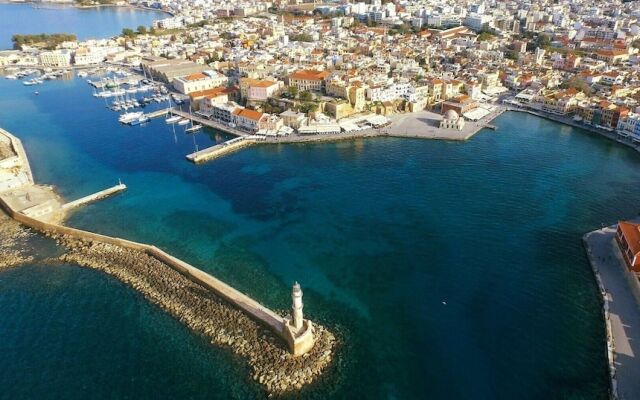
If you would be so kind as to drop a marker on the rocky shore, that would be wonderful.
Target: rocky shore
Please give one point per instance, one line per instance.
(13, 242)
(272, 365)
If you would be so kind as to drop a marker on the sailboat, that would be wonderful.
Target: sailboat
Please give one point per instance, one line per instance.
(173, 118)
(194, 128)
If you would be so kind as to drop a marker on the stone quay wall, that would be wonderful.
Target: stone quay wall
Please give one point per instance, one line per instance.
(199, 303)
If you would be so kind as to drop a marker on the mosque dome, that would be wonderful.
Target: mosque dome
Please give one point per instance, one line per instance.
(451, 115)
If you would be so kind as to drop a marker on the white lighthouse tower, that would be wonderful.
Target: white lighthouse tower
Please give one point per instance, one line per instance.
(297, 331)
(296, 296)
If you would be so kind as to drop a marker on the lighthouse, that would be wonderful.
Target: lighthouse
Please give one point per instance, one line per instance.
(296, 296)
(297, 331)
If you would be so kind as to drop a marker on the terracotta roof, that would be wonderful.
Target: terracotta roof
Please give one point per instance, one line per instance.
(195, 77)
(309, 75)
(250, 114)
(262, 84)
(213, 92)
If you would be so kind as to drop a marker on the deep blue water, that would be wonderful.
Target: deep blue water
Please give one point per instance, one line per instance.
(379, 232)
(90, 23)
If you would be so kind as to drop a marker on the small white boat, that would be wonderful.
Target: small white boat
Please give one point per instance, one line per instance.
(173, 120)
(194, 128)
(127, 118)
(140, 120)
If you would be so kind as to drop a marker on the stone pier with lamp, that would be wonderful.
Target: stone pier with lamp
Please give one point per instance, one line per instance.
(297, 331)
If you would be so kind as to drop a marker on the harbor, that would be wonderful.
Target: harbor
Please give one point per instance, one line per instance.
(172, 284)
(620, 293)
(260, 218)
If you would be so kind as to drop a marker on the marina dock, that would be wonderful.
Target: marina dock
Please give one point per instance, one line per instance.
(133, 79)
(94, 197)
(32, 204)
(221, 149)
(211, 124)
(158, 113)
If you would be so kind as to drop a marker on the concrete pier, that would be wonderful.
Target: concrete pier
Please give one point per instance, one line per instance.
(620, 291)
(211, 124)
(33, 207)
(134, 79)
(94, 197)
(220, 149)
(158, 113)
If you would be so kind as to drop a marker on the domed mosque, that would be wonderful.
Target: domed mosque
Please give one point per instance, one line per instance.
(452, 120)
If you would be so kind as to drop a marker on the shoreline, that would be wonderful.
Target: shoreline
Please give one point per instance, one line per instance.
(208, 306)
(611, 135)
(74, 4)
(620, 298)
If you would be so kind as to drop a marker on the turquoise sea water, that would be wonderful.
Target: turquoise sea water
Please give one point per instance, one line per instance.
(379, 233)
(91, 23)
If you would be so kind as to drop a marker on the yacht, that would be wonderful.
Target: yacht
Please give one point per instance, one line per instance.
(173, 119)
(141, 120)
(127, 118)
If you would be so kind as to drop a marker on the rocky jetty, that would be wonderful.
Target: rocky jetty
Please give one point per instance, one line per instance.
(13, 242)
(272, 365)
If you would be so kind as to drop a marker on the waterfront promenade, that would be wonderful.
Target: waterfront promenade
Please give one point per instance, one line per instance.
(612, 135)
(622, 313)
(126, 259)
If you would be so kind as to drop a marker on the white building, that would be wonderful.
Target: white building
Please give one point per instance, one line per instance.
(199, 81)
(55, 58)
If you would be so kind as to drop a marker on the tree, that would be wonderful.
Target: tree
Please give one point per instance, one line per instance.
(576, 83)
(543, 41)
(306, 96)
(293, 91)
(308, 107)
(128, 32)
(512, 55)
(485, 36)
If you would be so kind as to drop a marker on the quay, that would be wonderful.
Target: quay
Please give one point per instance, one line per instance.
(620, 291)
(35, 206)
(94, 197)
(211, 124)
(223, 148)
(133, 79)
(157, 113)
(404, 126)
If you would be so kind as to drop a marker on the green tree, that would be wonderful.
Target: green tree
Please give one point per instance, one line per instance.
(485, 36)
(512, 55)
(293, 91)
(308, 107)
(543, 41)
(306, 96)
(128, 32)
(576, 83)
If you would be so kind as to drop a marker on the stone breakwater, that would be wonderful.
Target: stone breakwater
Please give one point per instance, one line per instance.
(277, 370)
(13, 242)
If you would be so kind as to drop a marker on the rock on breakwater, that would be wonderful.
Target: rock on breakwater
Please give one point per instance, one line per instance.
(13, 242)
(277, 370)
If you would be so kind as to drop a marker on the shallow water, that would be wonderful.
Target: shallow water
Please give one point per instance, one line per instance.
(379, 232)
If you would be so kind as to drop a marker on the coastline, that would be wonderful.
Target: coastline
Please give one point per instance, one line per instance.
(227, 317)
(611, 135)
(74, 4)
(620, 298)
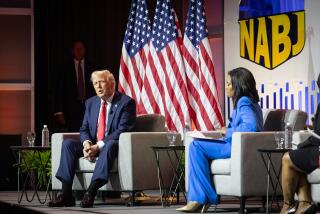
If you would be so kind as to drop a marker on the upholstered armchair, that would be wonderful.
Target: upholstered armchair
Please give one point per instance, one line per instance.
(243, 174)
(135, 168)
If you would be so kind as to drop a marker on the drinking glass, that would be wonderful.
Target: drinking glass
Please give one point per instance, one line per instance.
(31, 137)
(279, 138)
(171, 136)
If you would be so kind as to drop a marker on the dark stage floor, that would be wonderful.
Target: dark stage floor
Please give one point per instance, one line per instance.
(150, 204)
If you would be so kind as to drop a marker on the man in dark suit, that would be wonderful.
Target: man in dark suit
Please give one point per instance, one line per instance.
(73, 87)
(107, 115)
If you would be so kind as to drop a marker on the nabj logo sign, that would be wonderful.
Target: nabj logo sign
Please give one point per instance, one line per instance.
(271, 31)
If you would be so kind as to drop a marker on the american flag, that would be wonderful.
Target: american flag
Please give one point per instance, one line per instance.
(200, 70)
(135, 50)
(164, 87)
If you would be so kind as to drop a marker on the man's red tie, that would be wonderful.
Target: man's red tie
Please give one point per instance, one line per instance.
(102, 121)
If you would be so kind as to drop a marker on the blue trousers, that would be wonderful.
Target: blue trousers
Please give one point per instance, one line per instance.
(200, 185)
(72, 150)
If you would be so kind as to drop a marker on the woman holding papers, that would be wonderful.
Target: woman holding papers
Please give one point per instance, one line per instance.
(246, 117)
(296, 164)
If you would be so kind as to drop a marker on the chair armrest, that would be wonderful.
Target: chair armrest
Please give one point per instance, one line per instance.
(247, 169)
(56, 143)
(299, 137)
(136, 162)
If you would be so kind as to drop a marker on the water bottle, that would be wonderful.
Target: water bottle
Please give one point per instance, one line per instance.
(288, 136)
(45, 136)
(185, 130)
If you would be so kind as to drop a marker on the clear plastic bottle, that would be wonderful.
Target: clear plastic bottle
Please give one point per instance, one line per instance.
(288, 136)
(185, 130)
(45, 136)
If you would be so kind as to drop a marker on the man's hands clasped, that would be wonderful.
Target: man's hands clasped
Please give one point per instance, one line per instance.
(90, 151)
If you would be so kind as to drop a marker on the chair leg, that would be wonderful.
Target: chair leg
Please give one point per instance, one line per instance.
(242, 204)
(131, 201)
(264, 203)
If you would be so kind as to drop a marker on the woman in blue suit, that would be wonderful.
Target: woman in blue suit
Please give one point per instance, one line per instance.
(246, 117)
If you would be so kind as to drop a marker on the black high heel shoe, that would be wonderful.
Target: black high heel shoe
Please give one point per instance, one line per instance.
(311, 209)
(290, 208)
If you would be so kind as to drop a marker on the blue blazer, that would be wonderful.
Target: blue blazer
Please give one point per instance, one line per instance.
(247, 117)
(121, 118)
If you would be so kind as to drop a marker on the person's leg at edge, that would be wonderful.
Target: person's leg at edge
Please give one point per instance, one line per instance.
(289, 181)
(200, 187)
(304, 193)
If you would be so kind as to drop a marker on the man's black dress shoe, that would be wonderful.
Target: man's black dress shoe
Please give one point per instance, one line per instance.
(87, 200)
(62, 201)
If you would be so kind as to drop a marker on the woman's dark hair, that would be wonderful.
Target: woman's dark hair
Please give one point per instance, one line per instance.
(243, 84)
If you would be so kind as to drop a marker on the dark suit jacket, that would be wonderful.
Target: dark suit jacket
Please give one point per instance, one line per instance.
(121, 118)
(66, 94)
(312, 141)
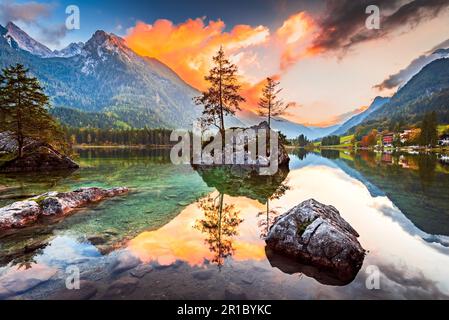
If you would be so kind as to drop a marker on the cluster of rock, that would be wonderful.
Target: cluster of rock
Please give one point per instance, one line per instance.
(37, 156)
(316, 234)
(51, 204)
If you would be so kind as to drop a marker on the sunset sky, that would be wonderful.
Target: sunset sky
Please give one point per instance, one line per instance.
(326, 59)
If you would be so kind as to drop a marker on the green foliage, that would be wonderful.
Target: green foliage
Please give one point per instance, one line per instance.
(270, 105)
(331, 141)
(222, 97)
(303, 141)
(79, 119)
(24, 109)
(429, 130)
(104, 137)
(428, 91)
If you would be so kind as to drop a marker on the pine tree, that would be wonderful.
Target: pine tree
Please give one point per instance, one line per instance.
(270, 105)
(222, 97)
(24, 108)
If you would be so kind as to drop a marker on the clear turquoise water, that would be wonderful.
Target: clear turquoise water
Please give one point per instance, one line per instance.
(399, 205)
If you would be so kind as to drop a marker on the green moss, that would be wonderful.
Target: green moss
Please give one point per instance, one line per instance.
(39, 200)
(302, 227)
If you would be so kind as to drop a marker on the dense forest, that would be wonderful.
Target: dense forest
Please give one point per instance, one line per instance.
(331, 141)
(119, 136)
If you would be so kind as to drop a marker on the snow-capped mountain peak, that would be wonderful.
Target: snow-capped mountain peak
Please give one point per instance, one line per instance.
(25, 42)
(71, 50)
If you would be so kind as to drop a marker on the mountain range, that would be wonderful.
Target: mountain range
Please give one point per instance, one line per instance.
(104, 84)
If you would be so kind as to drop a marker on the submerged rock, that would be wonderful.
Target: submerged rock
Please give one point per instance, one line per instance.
(315, 234)
(24, 213)
(37, 156)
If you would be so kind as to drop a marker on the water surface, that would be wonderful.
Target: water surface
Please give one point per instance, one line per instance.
(202, 233)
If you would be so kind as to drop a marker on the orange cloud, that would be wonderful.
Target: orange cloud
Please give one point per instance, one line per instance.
(294, 36)
(188, 47)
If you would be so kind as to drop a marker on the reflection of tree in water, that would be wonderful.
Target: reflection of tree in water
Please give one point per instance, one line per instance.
(271, 213)
(220, 225)
(427, 164)
(330, 154)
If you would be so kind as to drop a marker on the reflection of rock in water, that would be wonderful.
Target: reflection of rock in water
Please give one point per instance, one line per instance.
(291, 266)
(315, 234)
(239, 181)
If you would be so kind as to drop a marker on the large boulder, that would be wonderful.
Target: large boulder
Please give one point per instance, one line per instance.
(25, 213)
(37, 156)
(254, 162)
(315, 234)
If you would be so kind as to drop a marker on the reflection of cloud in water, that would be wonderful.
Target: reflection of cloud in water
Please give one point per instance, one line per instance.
(397, 216)
(388, 243)
(181, 240)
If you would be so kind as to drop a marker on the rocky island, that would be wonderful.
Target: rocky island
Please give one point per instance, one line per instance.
(37, 156)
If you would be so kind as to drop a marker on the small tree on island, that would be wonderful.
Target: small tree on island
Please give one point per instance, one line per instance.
(270, 105)
(24, 109)
(222, 97)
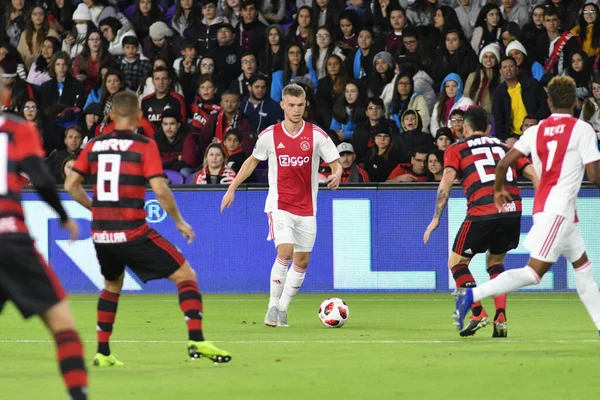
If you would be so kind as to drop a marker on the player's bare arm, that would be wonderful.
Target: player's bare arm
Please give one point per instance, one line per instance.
(444, 190)
(333, 180)
(74, 185)
(167, 201)
(247, 169)
(501, 195)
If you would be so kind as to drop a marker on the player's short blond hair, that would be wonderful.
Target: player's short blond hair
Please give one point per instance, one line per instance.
(293, 90)
(561, 91)
(125, 105)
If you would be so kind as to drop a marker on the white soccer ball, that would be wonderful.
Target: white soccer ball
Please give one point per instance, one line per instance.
(334, 313)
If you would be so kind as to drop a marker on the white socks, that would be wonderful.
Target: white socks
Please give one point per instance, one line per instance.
(293, 282)
(278, 278)
(508, 281)
(588, 291)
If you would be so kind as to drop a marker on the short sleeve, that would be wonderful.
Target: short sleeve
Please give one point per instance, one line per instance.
(588, 144)
(452, 158)
(151, 163)
(261, 150)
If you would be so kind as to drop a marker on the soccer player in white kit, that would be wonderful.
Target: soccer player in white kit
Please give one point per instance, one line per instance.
(294, 149)
(562, 148)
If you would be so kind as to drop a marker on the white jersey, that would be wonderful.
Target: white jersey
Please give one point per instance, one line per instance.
(293, 166)
(560, 147)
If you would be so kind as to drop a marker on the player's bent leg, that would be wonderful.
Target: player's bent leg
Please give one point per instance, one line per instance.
(190, 302)
(69, 349)
(108, 303)
(587, 288)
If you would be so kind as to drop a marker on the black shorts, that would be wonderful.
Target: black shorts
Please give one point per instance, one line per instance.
(150, 257)
(497, 235)
(25, 277)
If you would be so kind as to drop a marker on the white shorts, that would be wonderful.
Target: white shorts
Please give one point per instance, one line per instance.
(285, 227)
(552, 235)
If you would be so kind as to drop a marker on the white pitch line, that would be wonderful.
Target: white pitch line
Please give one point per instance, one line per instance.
(557, 341)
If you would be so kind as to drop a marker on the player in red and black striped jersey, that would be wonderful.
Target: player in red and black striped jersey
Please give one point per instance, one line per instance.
(473, 160)
(118, 164)
(25, 277)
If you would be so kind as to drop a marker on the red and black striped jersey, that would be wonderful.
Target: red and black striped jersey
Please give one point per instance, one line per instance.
(118, 165)
(19, 140)
(475, 159)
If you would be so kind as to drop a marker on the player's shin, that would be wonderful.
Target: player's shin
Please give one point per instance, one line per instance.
(279, 273)
(295, 277)
(588, 291)
(190, 302)
(107, 312)
(507, 282)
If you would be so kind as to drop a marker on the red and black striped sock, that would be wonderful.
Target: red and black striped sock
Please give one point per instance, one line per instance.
(69, 352)
(462, 276)
(190, 302)
(499, 301)
(107, 312)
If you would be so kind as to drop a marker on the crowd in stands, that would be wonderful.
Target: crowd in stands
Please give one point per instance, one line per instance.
(388, 80)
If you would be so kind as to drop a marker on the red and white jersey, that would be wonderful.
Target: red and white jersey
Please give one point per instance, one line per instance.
(560, 147)
(293, 166)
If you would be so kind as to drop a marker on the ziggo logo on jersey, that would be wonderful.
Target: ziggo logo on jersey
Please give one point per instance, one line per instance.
(287, 161)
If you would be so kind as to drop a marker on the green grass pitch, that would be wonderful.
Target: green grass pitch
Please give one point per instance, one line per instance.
(395, 346)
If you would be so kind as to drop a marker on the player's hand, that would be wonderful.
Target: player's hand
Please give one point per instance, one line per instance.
(501, 198)
(433, 225)
(186, 230)
(333, 181)
(73, 228)
(227, 200)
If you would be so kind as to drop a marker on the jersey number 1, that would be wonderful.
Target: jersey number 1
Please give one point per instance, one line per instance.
(109, 167)
(489, 161)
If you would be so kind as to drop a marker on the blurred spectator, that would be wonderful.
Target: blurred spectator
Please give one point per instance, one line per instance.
(316, 57)
(515, 98)
(352, 172)
(163, 98)
(444, 138)
(249, 68)
(13, 20)
(147, 12)
(348, 112)
(301, 31)
(73, 139)
(527, 66)
(451, 98)
(364, 134)
(76, 39)
(37, 28)
(39, 71)
(205, 103)
(170, 139)
(114, 32)
(435, 165)
(227, 55)
(133, 65)
(271, 56)
(293, 66)
(261, 109)
(486, 78)
(160, 43)
(250, 32)
(214, 168)
(413, 172)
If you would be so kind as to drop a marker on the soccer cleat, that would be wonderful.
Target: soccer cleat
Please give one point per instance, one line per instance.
(500, 328)
(100, 360)
(475, 324)
(208, 350)
(464, 301)
(282, 319)
(271, 317)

Exercise brief
Beginning at the line that holds "1, that would be wonderful.", reproduce each line of the records above down to and including the last one.

The answer
If you would be so kind as to drop a marker on the jersey number 1, that would be wonderful.
Target: jersey number 1
Please give one point per instance, one line per instance.
(109, 167)
(489, 161)
If you would be so kind as to drop a marker on the blurred spectator, that would be wonderful.
Target: blurred spectator
Please give one point per instance, one line per instance.
(316, 57)
(515, 98)
(352, 172)
(163, 98)
(444, 138)
(249, 68)
(13, 20)
(147, 12)
(348, 112)
(301, 31)
(73, 139)
(527, 66)
(451, 98)
(364, 134)
(76, 39)
(37, 28)
(39, 71)
(205, 103)
(170, 139)
(114, 32)
(435, 165)
(227, 55)
(133, 65)
(271, 56)
(293, 66)
(261, 109)
(486, 78)
(160, 43)
(250, 32)
(214, 168)
(413, 172)
If you would be so kind as to drop a marker on the soccer cleat, that would be wonderful.
Target: soccer cleat
Please give one point per instance, one line per instance.
(500, 328)
(100, 360)
(475, 324)
(208, 350)
(464, 301)
(282, 319)
(271, 317)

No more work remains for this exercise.